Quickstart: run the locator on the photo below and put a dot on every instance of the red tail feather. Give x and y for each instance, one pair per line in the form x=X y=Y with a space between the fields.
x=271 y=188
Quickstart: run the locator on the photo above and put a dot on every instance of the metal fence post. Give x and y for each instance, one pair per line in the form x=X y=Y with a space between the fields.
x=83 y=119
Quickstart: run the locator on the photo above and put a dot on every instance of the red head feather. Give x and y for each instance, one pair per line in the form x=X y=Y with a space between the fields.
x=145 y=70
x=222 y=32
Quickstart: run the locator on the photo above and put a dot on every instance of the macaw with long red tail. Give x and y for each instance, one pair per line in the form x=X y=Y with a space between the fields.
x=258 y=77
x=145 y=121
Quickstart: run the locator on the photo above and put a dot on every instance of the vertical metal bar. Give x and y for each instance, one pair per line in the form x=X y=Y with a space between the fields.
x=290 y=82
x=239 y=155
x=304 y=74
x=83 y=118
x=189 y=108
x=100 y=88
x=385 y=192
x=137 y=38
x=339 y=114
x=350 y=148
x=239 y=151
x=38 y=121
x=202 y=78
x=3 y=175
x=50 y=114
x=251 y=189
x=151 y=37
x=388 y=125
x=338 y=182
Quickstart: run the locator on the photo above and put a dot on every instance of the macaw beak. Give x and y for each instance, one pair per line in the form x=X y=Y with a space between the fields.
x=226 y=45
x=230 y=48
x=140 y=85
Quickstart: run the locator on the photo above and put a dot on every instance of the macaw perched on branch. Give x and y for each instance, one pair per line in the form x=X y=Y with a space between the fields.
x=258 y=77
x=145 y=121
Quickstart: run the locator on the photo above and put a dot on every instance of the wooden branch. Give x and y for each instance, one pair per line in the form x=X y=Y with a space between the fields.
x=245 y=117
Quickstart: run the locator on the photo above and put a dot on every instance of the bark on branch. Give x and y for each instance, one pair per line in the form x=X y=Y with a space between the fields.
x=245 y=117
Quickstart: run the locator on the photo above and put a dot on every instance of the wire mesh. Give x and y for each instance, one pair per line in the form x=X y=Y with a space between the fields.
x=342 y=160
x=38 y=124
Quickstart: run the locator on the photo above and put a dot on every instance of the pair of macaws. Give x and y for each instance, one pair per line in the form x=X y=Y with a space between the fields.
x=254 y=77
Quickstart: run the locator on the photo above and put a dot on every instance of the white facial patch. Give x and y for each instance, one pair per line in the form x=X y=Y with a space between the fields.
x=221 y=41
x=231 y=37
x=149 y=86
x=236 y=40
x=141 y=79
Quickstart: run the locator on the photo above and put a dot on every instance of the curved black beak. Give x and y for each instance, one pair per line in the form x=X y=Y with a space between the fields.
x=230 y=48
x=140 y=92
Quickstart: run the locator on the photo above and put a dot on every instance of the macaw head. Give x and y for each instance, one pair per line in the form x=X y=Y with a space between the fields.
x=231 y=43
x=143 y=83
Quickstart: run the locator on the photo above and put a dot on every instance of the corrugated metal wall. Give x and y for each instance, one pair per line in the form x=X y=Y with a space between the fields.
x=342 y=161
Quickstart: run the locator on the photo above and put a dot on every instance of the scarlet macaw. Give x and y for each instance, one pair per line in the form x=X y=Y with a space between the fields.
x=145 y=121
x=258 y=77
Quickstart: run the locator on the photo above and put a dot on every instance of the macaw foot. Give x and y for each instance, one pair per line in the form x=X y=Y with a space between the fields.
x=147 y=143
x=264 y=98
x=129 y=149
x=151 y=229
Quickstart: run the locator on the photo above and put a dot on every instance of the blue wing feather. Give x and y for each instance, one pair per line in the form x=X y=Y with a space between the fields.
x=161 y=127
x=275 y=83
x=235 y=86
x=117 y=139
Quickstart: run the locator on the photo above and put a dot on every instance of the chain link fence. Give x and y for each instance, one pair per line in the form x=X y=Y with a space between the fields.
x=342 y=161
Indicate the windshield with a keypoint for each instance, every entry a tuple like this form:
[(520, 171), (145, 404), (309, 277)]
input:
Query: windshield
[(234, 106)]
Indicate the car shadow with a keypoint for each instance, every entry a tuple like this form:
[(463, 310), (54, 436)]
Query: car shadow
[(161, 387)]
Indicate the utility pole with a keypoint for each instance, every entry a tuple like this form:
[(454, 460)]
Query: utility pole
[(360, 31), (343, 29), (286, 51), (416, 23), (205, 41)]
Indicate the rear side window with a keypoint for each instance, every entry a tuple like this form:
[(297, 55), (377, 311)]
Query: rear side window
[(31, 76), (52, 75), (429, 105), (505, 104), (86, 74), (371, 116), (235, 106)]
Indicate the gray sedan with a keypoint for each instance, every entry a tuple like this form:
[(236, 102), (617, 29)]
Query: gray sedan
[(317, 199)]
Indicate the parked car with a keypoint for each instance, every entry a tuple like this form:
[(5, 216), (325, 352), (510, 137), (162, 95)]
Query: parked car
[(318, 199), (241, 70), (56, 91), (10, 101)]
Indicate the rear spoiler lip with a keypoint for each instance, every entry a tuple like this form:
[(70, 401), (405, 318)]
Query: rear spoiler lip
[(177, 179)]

-=-=-=-=-

**REQUIRED WORK:**
Once you have read the material above, write all of it out again exactly.

**EXERCISE RESPONSE:**
Quickstart: run the locator on the photo below and put a dot on every instance of the red tail feather. Give x and y for each instance, one pair per line in the form x=X y=Y with a space between the fields.
x=271 y=188
Quickstart: run the locator on the photo above and put a dot on every instance of the metal fence post. Give x and y for each instance, one pair per line in the form x=X y=Y with a space between the fields.
x=83 y=119
Quickstart: run the locator on the photo above and put a dot on every instance of the red head feather. Give x and y for each instance, one pair per line in the form x=X y=Y with a space between the fields.
x=145 y=70
x=222 y=32
Quickstart: run the locator on the photo above and put a dot on every instance of the macaw with long red tail. Give x and y for each instance, one pair per line in the form x=X y=Y with a space between the fields.
x=258 y=77
x=145 y=121
Quickstart: run the locator on the photo above and put a dot on every instance of the vertical metal bar. Give x and y for each instance, one pair per line in the form x=X y=Y with a space between the fields.
x=290 y=82
x=239 y=155
x=304 y=74
x=83 y=118
x=189 y=108
x=100 y=88
x=385 y=192
x=137 y=38
x=339 y=114
x=350 y=148
x=239 y=151
x=38 y=121
x=202 y=78
x=3 y=175
x=50 y=114
x=251 y=189
x=151 y=37
x=388 y=125
x=338 y=182
Quickstart: run the locator on the photo above and put a dot on every instance of the macaw beak. Give x and y for each instance, one pair per line in the form x=X y=Y with a space between the fields.
x=226 y=45
x=230 y=48
x=140 y=85
Quickstart: run the locator on the photo above and put a dot on every instance of the macaw perched on branch. Give x and y for each instance, one pair per line in the form x=X y=Y with a space between the fields.
x=258 y=77
x=145 y=121
Quickstart: run the locator on the photo above and put a dot on every instance of the wooden branch. Give x and y for each instance, one pair per line in the form x=X y=Y with a space between the fields.
x=245 y=117
Quickstart: run the locator on the photo above and put a dot on every instance of the bark on branch. Give x and y for each instance, one pair per line in the form x=X y=Y with a space between the fields.
x=245 y=117
Quickstart: run the locator on the photo above and put a dot on every instance of the wire mesh. Give x and y for each instance, one pair per line in the form x=X y=Y with a space between the fields.
x=342 y=160
x=38 y=124
Quickstart: run the locator on the photo above and put a dot on every instance of the pair of macaws. Give x and y for each instance, one pair per line in the form x=X y=Y with a space between the fields.
x=254 y=77
Quickstart: run the locator on the photo above and put a dot on every instance of the white facial patch. Give x and y for each instance, one pair per line in the form x=X y=Y with a space between the fields.
x=221 y=41
x=231 y=37
x=149 y=86
x=236 y=40
x=141 y=79
Quickstart: run the locator on the photo above and put a dot on every instance of the curved black beak. Give x and y for each instance, one pair per line in the form x=X y=Y with a space between the fields.
x=230 y=48
x=140 y=92
Quickstart: run the locator on the photo above and put a dot on every instance of the macaw head. Give x and y for each instance, one pair per line in the form x=X y=Y with a space between the fields.
x=231 y=43
x=143 y=83
Quickstart: run the locator on the photo above and put a dot on every instance of the corrugated metal wall. Give x and y for each instance, one pair per line in the form x=X y=Y with a space between the fields.
x=342 y=161
Quickstart: run the locator on the photo above and put a dot on every instance of the scarlet macaw. Give x and y for each instance, one pair per line in the form x=X y=Y with a space between the fields.
x=145 y=121
x=258 y=77
Quickstart: run the locator on the photo above and put a dot on every instance of the macaw foot. Give x and y for each instance, one pair per line in the form x=X y=Y with a space between the fields.
x=147 y=143
x=264 y=98
x=129 y=149
x=151 y=229
Quickstart: run the locator on the photo above and put a dot on every instance of the blue wing feather. Give x and y for each instance, one pair per line in the form x=X y=Y with a space between the fields.
x=161 y=127
x=275 y=83
x=235 y=86
x=117 y=139
Quickstart: run the locator on the photo above and put a dot on every instance of the chain link fence. Give x and y for each instance, one pair per line in the form x=X y=Y with a space between the fields.
x=342 y=161
Indicate the windshield with a keypoint for each instance, every entry a tuple like this form:
[(520, 171), (145, 404), (309, 277)]
input:
Query: windshield
[(234, 106)]
Indicate the car shadow with a keypoint for each instance, every entry a tuple like this form:
[(463, 310), (54, 436)]
Query: car shadow
[(161, 387)]
Indicate the utility pole with a keypoint for each instance, every entry a tuple like this form:
[(454, 460)]
Query: utility pole
[(360, 31), (343, 29), (286, 51), (416, 23), (205, 41)]
Indicate the rear side window with a keypoint for each instance, every entry a tuple like this form:
[(297, 55), (377, 311)]
Query: rear side window
[(31, 76), (52, 75), (429, 105), (505, 104), (86, 74), (371, 116), (235, 106)]
Indicate the gray sedan with a keypoint for each instance, every entry a tuple like this form:
[(236, 102), (617, 29)]
Query: gray sedan
[(317, 199)]
Indicate the parked car with a keypoint for each instance, every entry a tuple like this form:
[(5, 216), (325, 352), (510, 137), (162, 95)]
Query: parked car
[(318, 199), (241, 70), (56, 91), (10, 101)]
Indicate the rear spoiler lip with a keypoint for each instance, every entry a tuple like this form:
[(70, 401), (405, 318)]
Query: rear spoiler lip
[(177, 179)]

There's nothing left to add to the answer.